— begin PASSAGE PROVIDED —

7. On the other hand, the learned counsel for
the respondent vehemently opposed the revision petition and maintained that the
facts and circumstances of the case law referred to above by the learned
counsel for the petitioner are quite distinguishable from those of the present
case. In the instant case the petitioner submitted his written statement and in
response to Para 2 of the plaint, the plea of
the respondent to have sent the notice of Talb-e-Ishhad to the petitioner through registered A.D. was not
specifically denied. Similarly, the petitioner while appearing as DW-1 in the
witness-box also failed to utter even a single word in his examination-in-chief
about the non receipt of notice of Talb-e-Ishhad. Moreover, the postal receipt produced as Ex-P5 was
also never objected to by the learned counsel for the petitioner before the
learned trial Court. The learned counsel further maintained that no such plea
as argued by the learned counsel for the petitioner today was taken in the
revision petition. No party could produce any evidence on a point not contained
in its pleadings. Even if any evidence is produced, which is inconsistent with
the pleadings of a party cannot be read in evidence. The learned counsel
maintained that the requirements of Talabs had been
fulfilled by the respondent in accordance with law so the learned First
Appellate Court rightly decreed the suit of the respondent. The learned counsel
referred to PLD 1994 SC 162 {Saheb Khan through Legal
Heirs versus Muhammad Pannah}, 2003 SCMR 686 {Chief
Engineer, Hydel (North) and Project Director, Wapda, Warsak Versus Zafarullah Shah and another}, 2004 SCMR 1719 {Haji Feroze Khan and another
versus Amir Hussain through L.Rs. and others}, 2006
SCMR 1410 {Hayat Muhammad and others versus Mazhar Hussain}, 2008 SCMR 1366 {Ghulam Abbas and another versus Manzoor Ahmed and another}, 2008 MLD 307 [Lahore] {Muhammad
Sharif versus Muhammad Yousaf}, and 2010 CLC 27
[Peshawar] {Asif Rahseed
Khan Durrani versus Haji Hazrat Gul} in support of his
arguments.
8. I have considered the arguments advanced by
the learned counsel for the parties and have gone through the record.

— end PASSAGE PROVIDED —

SET TASK A ▸ In the court passage, under what exhibit number was the postal receipt produced?
The court passage and the rows are unrelated to each other.

— begin LISTED RECORDS —

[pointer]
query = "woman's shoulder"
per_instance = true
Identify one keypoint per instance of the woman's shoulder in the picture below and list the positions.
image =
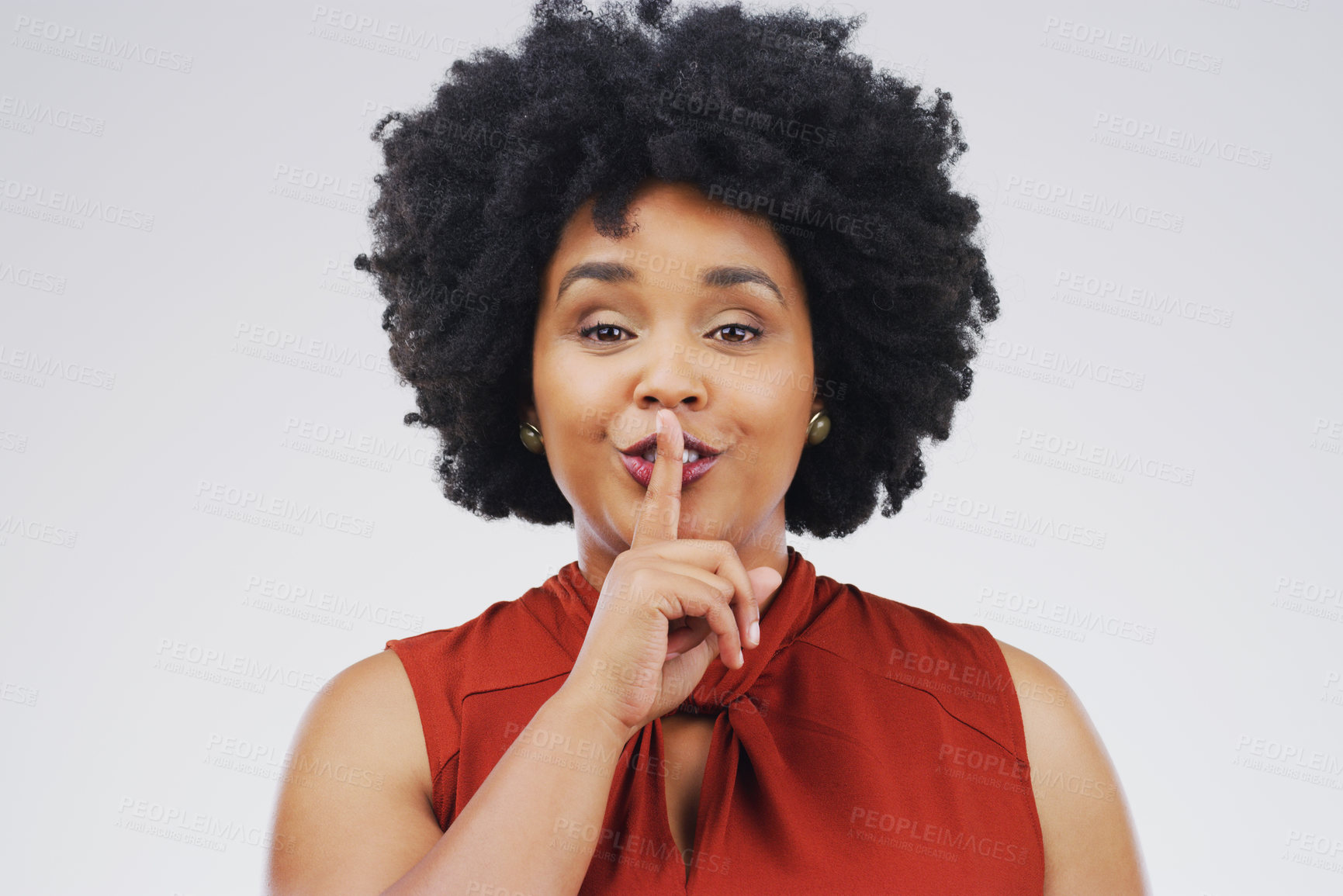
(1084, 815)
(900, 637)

— end LISTED RECORDS —

SET TASK B ▸ Quote every one of the object pointing rows for photos word for word, omitting the pictures.

RIGHT ANSWER A ▸ Ex-P5

RIGHT ANSWER B ▸
[pointer]
query = "woman's shoulder"
per_instance = true
Identify one keypoint per instance of the woman's shoulder in the picture below and list the positions.
image =
(1084, 815)
(900, 637)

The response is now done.